**Your assignment:**
Please find the lines in the following records that hold "lane", and copy them.

Point-per-instance localization data
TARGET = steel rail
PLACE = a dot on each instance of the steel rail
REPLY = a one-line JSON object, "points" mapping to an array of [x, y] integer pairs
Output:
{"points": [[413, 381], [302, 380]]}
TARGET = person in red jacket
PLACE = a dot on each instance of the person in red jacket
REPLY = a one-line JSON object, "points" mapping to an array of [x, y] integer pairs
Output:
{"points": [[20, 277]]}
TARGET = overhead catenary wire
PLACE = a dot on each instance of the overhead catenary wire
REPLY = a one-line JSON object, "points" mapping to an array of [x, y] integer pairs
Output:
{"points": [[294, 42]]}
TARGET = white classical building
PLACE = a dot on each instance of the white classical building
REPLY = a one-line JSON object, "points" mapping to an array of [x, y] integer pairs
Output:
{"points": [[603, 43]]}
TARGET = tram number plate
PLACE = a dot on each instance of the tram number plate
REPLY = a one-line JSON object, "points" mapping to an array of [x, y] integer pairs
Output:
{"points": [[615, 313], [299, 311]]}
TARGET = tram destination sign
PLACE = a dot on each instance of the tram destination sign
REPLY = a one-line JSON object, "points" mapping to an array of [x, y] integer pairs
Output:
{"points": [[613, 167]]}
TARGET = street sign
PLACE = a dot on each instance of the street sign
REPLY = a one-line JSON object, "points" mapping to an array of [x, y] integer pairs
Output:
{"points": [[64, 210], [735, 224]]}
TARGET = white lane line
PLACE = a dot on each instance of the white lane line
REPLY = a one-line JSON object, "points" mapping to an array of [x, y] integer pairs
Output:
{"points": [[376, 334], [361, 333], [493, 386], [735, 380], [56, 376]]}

--

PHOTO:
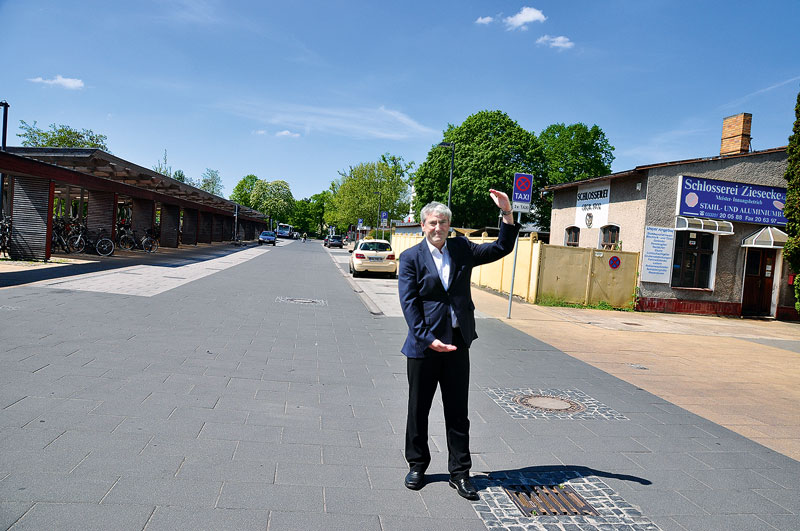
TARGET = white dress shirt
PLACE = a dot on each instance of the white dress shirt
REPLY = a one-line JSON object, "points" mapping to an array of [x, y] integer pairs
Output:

---

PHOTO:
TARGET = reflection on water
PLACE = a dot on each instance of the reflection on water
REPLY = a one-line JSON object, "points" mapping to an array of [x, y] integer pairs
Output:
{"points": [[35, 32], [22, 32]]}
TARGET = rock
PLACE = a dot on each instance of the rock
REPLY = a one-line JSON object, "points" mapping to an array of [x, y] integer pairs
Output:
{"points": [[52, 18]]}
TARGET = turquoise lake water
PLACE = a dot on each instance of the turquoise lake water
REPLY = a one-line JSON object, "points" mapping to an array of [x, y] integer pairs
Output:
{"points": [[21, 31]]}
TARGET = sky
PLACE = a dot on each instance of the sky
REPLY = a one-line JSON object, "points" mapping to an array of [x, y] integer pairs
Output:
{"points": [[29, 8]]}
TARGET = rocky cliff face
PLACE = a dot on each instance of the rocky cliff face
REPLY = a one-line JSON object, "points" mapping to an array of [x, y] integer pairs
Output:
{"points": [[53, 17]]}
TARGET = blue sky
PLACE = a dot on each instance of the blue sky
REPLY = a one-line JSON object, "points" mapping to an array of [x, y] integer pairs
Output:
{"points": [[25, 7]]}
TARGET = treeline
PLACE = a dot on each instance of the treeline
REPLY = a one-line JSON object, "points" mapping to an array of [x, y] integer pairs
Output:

**Response to the task:**
TARGET = white lane line
PLACE = a dot on each instance of the white lane line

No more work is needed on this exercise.